WHAT YOU ARE ASKED TO DO: Exclude the pictures and reproduce the remaining data exactly as written.

ENTRIES SUPPLIED:

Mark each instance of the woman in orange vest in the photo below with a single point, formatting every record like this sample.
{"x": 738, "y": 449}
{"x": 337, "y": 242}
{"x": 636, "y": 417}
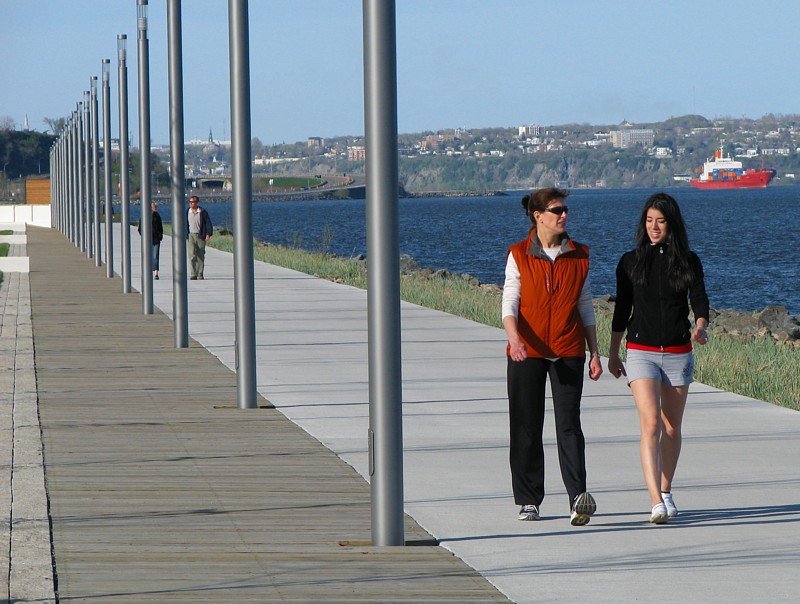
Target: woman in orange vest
{"x": 549, "y": 320}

ANSWER TO THIS TASK:
Mark each instance of the woman in orange vest in the photo below with a single point, formatting every record like this sample.
{"x": 738, "y": 449}
{"x": 337, "y": 242}
{"x": 636, "y": 417}
Target: woman in orange vest
{"x": 549, "y": 320}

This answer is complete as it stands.